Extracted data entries

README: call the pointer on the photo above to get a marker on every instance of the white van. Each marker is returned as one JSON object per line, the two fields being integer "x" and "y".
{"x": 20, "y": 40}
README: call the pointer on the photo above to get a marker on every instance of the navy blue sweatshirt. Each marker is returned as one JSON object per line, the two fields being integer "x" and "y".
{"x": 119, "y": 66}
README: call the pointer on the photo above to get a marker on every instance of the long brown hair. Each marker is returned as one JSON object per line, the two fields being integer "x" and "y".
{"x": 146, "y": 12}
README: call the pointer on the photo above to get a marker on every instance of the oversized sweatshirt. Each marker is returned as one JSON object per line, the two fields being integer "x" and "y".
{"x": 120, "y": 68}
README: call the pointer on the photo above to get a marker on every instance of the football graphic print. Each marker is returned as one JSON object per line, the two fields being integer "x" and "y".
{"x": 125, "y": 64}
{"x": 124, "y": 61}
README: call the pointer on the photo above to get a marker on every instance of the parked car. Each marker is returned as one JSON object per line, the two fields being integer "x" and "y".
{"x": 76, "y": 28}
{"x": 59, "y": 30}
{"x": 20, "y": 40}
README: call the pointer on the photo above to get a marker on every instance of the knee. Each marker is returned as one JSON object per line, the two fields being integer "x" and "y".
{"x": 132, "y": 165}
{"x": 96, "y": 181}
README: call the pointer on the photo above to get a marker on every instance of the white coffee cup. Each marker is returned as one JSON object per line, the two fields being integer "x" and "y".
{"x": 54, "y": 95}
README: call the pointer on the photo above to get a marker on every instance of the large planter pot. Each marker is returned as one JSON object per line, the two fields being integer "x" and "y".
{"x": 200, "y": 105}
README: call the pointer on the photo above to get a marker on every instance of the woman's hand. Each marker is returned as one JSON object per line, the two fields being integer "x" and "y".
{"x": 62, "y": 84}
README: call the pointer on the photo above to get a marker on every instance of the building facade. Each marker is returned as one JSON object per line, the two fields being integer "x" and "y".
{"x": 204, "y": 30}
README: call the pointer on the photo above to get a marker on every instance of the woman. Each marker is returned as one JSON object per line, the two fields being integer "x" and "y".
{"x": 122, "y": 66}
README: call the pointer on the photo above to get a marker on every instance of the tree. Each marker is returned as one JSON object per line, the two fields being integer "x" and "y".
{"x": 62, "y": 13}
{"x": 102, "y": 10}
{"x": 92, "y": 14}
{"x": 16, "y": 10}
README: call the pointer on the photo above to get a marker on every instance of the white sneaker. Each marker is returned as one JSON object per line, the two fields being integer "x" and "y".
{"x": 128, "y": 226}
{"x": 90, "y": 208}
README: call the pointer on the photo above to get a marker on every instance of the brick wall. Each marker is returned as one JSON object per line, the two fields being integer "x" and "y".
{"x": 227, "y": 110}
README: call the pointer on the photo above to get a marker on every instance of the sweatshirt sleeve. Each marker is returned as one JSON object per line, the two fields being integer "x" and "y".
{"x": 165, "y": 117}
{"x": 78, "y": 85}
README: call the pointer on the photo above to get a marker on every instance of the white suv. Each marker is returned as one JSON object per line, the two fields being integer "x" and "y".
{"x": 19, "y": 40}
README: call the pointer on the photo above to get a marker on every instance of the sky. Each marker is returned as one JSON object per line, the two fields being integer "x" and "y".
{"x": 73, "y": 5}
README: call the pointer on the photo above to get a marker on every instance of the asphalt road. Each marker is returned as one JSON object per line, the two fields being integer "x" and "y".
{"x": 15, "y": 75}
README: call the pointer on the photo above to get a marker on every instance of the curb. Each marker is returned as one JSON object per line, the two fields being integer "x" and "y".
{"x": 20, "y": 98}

What is needed
Every record above needs to be returned in full, exactly.

Written solution
README: call the pointer on the photo above to get a marker on every instance of the white van. Each marker is returned as one JSON object per line, the two fields being integer "x" and "y".
{"x": 20, "y": 40}
README: call the pointer on the photo above to get a marker on every instance of the navy blue sweatshirt. Each marker is returned as one JSON object per line, the two fields being integer "x" and "y".
{"x": 119, "y": 66}
README: call the pointer on the photo above to get a marker on every instance of the long brown hair. Each marker is returned as one JSON object per line, the two fields being integer "x" and "y".
{"x": 146, "y": 12}
README: call the pointer on the photo above to get a marker on every instance of the oversized sweatshirt. Each marker is returned as one JSON object per line, the two fields being integer "x" and "y".
{"x": 120, "y": 68}
README: call the pointer on the photo above to get a marker on every instance of the football graphic print. Each marker is returned as one JSON object per line, the two fields being integer "x" and "y".
{"x": 125, "y": 64}
{"x": 124, "y": 61}
README: call the pointer on the photo above to get a marker on every instance of the parked car. Each marker is returned as one JSON object per line, the two fields being integer "x" and "y".
{"x": 76, "y": 28}
{"x": 59, "y": 30}
{"x": 20, "y": 40}
README: call the pointer on the photo above to get a marker on every instance of the knee. Each marker is returned as one JSON object per line, the two fields being integer "x" and "y".
{"x": 132, "y": 165}
{"x": 96, "y": 181}
README: call the pointer on the photo above to get a marker on every instance of the white coffee cup. Each marker is returned as one JSON object per line, the two fields being integer "x" and "y".
{"x": 54, "y": 95}
README: call the pointer on the photo above to get a marker on every instance of the large planter pot. Each marker is returned as one JSON object per line, the two fields being integer "x" and "y".
{"x": 200, "y": 105}
README: call the pointer on the photo above to get a marker on every instance of the woman's hand. Each marker is returned as one JSON object per line, the two fields being integer "x" and "y".
{"x": 62, "y": 84}
README: call the pointer on the photo above to get a marker on every instance of the building facade. Each marker is returned as one JSON object per line, the two fields being integer "x" and "y".
{"x": 204, "y": 30}
README: call the pointer on the photo above to get a marker on every instance of the woman. Each marker is returned as one JSON object per line, the two fields being integer "x" and "y".
{"x": 122, "y": 66}
README: call the pointer on the photo above to get a marker on every instance of the tree. Each marker is returned as one JSON object per line, the two fields being integer "x" and "y".
{"x": 62, "y": 13}
{"x": 102, "y": 10}
{"x": 92, "y": 14}
{"x": 16, "y": 10}
README: call the pointer on the photo above to get a marker on every instance of the white sneaker. Each marker is returned as one JSON object per line, the two fields being integer "x" and "y".
{"x": 128, "y": 226}
{"x": 90, "y": 208}
README: call the pointer on the photo above to get a marker on every instance of the brick wall. Each marker is returned as one JSON object per line, the two fields being integer "x" and "y".
{"x": 227, "y": 110}
README: call the pointer on the photo above to get a marker on every instance of the sweatshirt sleeve. Each marker is returned as one JSON object per line, the two fields being integer "x" and "y".
{"x": 165, "y": 117}
{"x": 78, "y": 85}
README: call the pointer on the photo above to get a marker on every instance of the white suv. Each marker is returned as one JSON object per line, the two fields being integer "x" and "y".
{"x": 19, "y": 40}
README: call the pointer on the photo above to get a marker on every instance of the sky. Each marker is returned as one JSON object per line, the two fields being integer "x" and "y".
{"x": 73, "y": 5}
README: call the pointer on the photo above to get a marker on every instance of the asphalt road. Each marker is returned as one JSON object per line, the two fields being integer "x" and "y".
{"x": 15, "y": 75}
README: call the pointer on the photo above to get a marker on every instance of the curb. Each marker is returned as one JSON object per line, the two fields being integer "x" and "y".
{"x": 20, "y": 98}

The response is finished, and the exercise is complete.